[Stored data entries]

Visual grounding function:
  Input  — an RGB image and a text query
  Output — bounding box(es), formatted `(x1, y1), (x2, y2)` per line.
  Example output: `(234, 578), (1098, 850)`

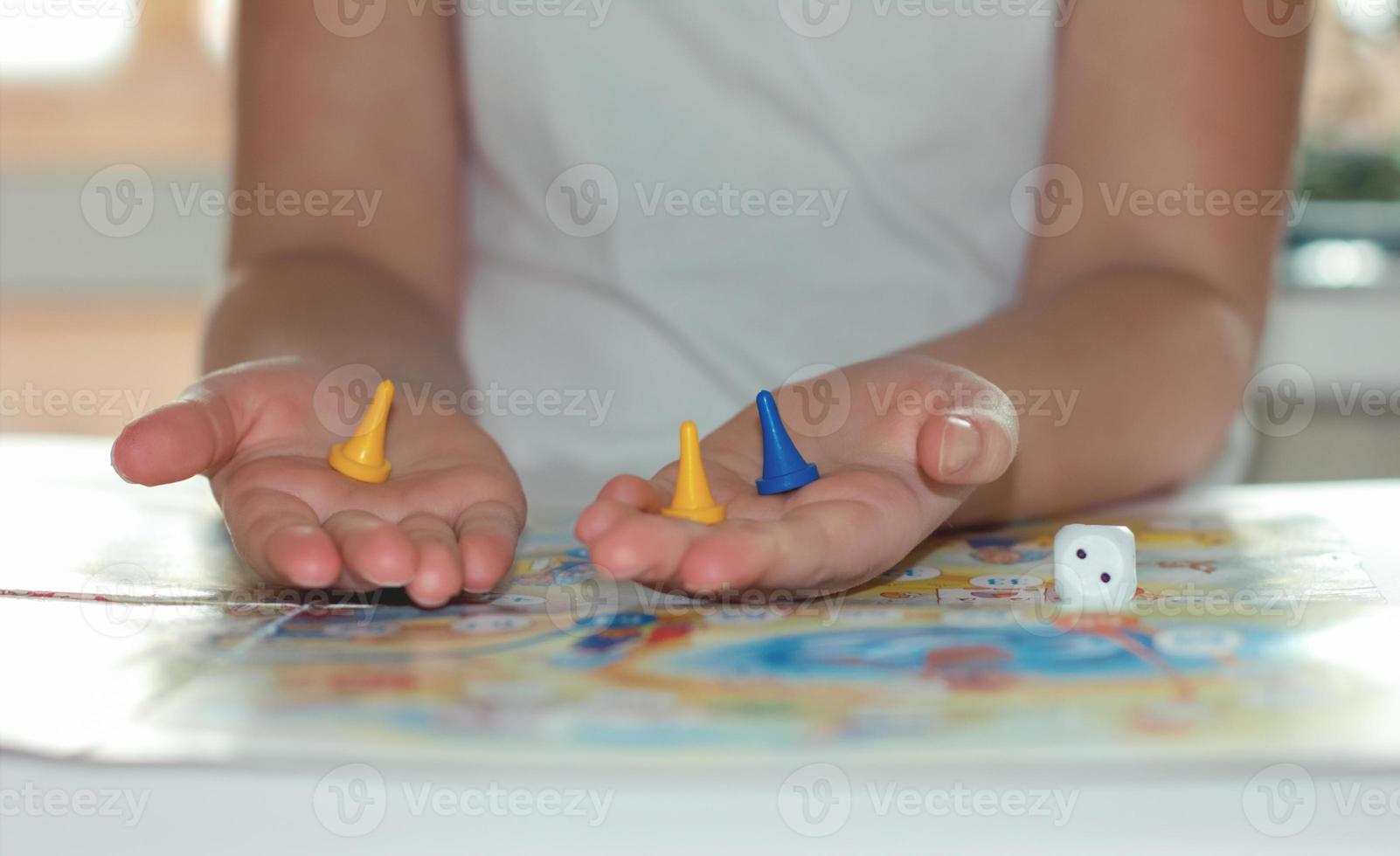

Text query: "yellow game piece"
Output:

*Request:* Please copy out the data above word for word, leaving out the picture.

*Completed exercise:*
Visual grounding function:
  Input  — an RGB image and a text query
  Output — bounding box(es), formatted `(x1, y1), (x2, y2)` per line.
  Example output: `(234, 578), (1098, 850)`


Text query: "yellow game piece"
Output:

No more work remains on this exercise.